# What you should do:
What this exercise calls for is an exact copy of the data.

START Entries supplied

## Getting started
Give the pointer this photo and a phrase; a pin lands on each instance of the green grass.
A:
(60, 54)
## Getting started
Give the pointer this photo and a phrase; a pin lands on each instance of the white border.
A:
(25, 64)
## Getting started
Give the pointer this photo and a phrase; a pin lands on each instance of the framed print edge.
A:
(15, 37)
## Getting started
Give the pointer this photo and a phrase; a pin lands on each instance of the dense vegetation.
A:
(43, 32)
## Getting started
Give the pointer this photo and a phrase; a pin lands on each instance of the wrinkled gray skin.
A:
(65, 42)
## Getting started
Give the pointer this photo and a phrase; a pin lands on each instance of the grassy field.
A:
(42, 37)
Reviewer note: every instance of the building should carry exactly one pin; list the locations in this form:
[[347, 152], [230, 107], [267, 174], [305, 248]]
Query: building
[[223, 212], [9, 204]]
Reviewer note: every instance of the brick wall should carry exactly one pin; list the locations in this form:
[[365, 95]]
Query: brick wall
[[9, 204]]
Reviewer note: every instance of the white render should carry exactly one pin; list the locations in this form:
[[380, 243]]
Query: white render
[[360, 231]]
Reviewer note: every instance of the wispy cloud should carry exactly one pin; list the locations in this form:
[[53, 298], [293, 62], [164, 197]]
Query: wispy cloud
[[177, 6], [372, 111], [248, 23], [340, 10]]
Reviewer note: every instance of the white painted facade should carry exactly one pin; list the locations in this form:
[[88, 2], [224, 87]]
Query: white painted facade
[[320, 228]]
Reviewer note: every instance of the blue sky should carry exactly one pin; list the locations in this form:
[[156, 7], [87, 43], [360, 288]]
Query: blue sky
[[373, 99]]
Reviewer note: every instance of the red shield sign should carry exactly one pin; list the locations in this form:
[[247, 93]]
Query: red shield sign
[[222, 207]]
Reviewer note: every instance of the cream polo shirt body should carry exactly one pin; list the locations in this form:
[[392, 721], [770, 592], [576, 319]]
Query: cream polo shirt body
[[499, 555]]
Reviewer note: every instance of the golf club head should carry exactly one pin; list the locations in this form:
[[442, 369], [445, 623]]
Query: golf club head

END Entries supplied

# Answer space:
## Getting started
Give the pointer this photo and a phrase; a pin lands on each instance of the green grass.
A:
(60, 54)
## Getting started
Give the pointer this photo and a phrase; a pin lands on each instance of the white border.
A:
(25, 64)
## Getting started
Give the pointer this photo and a phrase; a pin lands on each instance of the framed print edge.
A:
(15, 37)
## Getting started
Give the pointer this photo and a phrase; a pin lands on each instance of the dense vegetation.
A:
(43, 32)
## Getting started
Give the pointer this photo and a phrase; a pin lands on each instance of the wrinkled gray skin.
A:
(65, 42)
## Getting started
Give the pointer this photo and a phrase; a pin lands on each instance of the grassy field.
A:
(42, 37)
Reviewer note: every instance of the building should carry exactly one pin; list the locations in this form:
[[347, 152], [230, 107], [267, 174], [305, 248]]
Query: building
[[223, 212], [9, 204]]
Reviewer note: every instance of the brick wall should carry exactly one pin; list the locations in this form:
[[365, 95]]
Query: brick wall
[[9, 204]]
Reviewer note: every instance of the white render should carry exactly one pin; list the locations in this form:
[[380, 243]]
Query: white render
[[360, 231]]
Reviewer note: every instance of the wispy cloud should carry exactly one pin; list the locations in this form:
[[53, 298], [293, 62], [164, 197]]
Query: wispy cloud
[[177, 6], [372, 111], [248, 23], [340, 10]]
Reviewer note: every instance of the white painted facade should carry exactly one pin; list the locations in this form:
[[88, 2], [224, 87]]
Query: white painted facade
[[320, 228]]
Reviewer note: every instance of the blue sky should carry exactly one pin; list the locations in this form:
[[156, 7], [87, 43], [360, 288]]
Query: blue sky
[[373, 99]]
Reviewer note: every instance of the red shield sign should carry exactly one pin; list the locations in this form:
[[247, 93]]
Query: red shield sign
[[222, 207]]
Reviewer note: every instance of the cream polo shirt body should carry exactly one pin; list the locations in this form:
[[392, 721], [770, 592], [576, 319]]
Query: cream polo shirt body
[[499, 555]]
Reviewer note: every instance of the golf club head should carry exactly one pin; list the locations in this form:
[[442, 369], [445, 623]]
Query: golf club head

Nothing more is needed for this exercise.